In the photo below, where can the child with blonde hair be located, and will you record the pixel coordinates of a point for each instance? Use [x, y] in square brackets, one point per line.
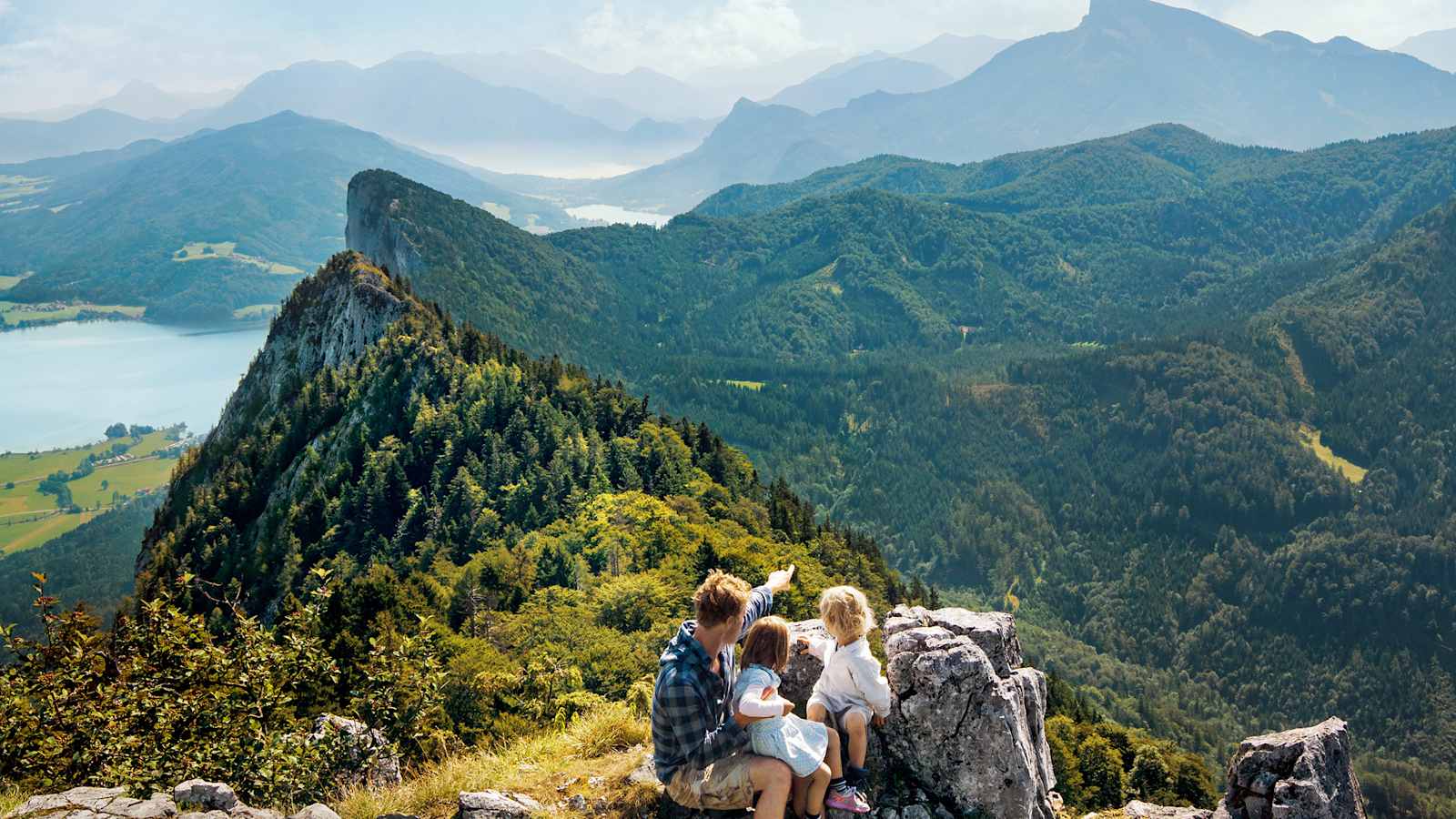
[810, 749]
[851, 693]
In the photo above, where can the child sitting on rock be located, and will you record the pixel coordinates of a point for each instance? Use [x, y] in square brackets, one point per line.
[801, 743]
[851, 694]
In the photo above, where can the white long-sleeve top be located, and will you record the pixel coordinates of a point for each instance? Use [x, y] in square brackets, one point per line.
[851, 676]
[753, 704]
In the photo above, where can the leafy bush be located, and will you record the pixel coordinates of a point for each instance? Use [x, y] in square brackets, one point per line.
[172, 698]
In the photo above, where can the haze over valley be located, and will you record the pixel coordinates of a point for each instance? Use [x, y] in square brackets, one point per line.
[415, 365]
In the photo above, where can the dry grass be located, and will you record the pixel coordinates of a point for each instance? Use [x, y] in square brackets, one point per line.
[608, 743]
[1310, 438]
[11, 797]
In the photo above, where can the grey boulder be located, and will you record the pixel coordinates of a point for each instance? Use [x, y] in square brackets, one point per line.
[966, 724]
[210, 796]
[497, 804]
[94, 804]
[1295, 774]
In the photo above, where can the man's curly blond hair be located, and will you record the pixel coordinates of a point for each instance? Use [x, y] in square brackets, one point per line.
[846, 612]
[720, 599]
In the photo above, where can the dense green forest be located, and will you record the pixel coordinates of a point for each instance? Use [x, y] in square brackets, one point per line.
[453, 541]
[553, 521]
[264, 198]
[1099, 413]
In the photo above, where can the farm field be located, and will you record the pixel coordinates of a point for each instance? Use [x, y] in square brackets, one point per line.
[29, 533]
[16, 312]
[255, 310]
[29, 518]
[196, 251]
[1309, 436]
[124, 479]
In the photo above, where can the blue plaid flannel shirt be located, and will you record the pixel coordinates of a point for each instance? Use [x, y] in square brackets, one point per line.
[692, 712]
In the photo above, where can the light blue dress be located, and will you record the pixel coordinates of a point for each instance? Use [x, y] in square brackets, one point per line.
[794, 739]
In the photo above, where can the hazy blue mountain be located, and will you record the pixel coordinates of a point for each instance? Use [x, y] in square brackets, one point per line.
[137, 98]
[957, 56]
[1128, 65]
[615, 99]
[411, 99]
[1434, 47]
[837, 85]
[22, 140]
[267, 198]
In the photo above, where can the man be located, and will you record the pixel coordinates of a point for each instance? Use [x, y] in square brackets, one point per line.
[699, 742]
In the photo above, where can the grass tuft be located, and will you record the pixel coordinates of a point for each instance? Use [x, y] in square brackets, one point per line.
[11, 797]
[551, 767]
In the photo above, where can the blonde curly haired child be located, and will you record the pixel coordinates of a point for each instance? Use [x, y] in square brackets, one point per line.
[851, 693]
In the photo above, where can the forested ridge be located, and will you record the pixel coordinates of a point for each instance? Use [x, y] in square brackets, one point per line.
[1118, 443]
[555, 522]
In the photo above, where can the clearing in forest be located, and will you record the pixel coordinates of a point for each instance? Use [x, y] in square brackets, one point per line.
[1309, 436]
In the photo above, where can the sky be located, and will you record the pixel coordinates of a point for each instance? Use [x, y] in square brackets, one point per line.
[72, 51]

PROBLEM STATEMENT:
Reproduce the whole listing exactly, but not the images in it.

TASK RESPONSE:
In the photo below, where can the child with blonde hair be located, and will you record the pixel coordinates of a point for each instance? Use [x, y] in square brackets, one point per line.
[810, 749]
[851, 693]
In the photo above, where can the child sitting on rock be located, and will you record the pixel coordinates of a point for each instance? Use [x, y] in square brackets, one point per line.
[801, 743]
[851, 694]
In the photo above, where can the white long-sleeve top be located, and will you record the pixel coordinates of a point for each instance? Use [x, y] in square brackets, one point per line.
[851, 676]
[753, 704]
In the photo above, where can the leafy bush be located, and will you record the pixel coordinates of a point for each instance? Use [x, y] in square brackets, one point per line.
[172, 698]
In the photo above, where can the haze over valley be located, and will you record the pixel coordinates of a point for each instance? Use [x, y] in square brackets, one point per line.
[415, 365]
In the photo above, where can the dry grass be located, and will you record the pixel coordinates of a point for each instance? Use [x, y] in square brackets, one point per line.
[608, 743]
[1310, 438]
[11, 797]
In the photo above, where can the grey boulder be located, and will you record the pixel coordinates of a point for each instance? Use [x, y] in square brackets, one point per line.
[966, 724]
[210, 796]
[497, 804]
[94, 804]
[1295, 774]
In the photo above, where can the man's curly blond hair be located, and will you record the pixel coordinates of a point for each instance? Use [x, y] in square brackets, one point per line.
[846, 612]
[720, 599]
In the photo above, where can the dense green forest be located, and will you record the pixel coordinates of a point for each instance? Use [x, y] in square brackets, one point per line.
[453, 541]
[553, 521]
[264, 198]
[1099, 413]
In the photo above, where can the farm field be located, and will you record the pixel coordinates of a point for each instance? Use [x, y] in square brackets, one point per line.
[29, 533]
[16, 312]
[255, 310]
[29, 518]
[196, 251]
[1309, 436]
[124, 479]
In the photo above, where can the blue plaid flannel shirt be located, and will you record the pixel coordinates of a point for each instance? Use [x, y] in square brackets, one point per line.
[692, 712]
In the photo above, where can the light blue dress be located, and will you record the pixel coordinates of a point for each instance? Use [x, y] in square brackets, one point per line.
[794, 739]
In the photo above, where can the hazy blue mountain be located, and will you record the pixel coordinates of a point for each instance? Use [x, y] in square brackets, one point per line.
[137, 98]
[957, 56]
[1128, 65]
[615, 99]
[411, 99]
[1434, 47]
[837, 85]
[22, 140]
[267, 198]
In the photo above, where can the man be located, and will you record the pixel coordinates of a point for each instance? Use [x, y] in square brackets, one point per line.
[699, 742]
In the photo above, where can the grass tuft be located, and will you record the pixel coordinates of a point for each instance? Use [x, y] in square brackets, one point per line.
[11, 797]
[551, 767]
In the photo above, where can the blonde curly haired child be located, and will you record the pixel coordinates of a point for each instance? Use [x, y] in square brackets, one point per line.
[851, 693]
In the photo above, where can the forested ridge be located, and will you record the pixel coordinates of a point for each instance? Use [x, y] in square brackets, one point per line.
[1118, 443]
[555, 522]
In the photo above, where can the clearing in forest be located, and will you record the pixel coordinates of a point for each instance? Use [x, y] in square brackets, one point per line.
[1309, 436]
In the photo above, where can the sky be located, and will you record the pixel coordinates of a point for each instance? Use [x, y] in square brackets, one point per line.
[72, 51]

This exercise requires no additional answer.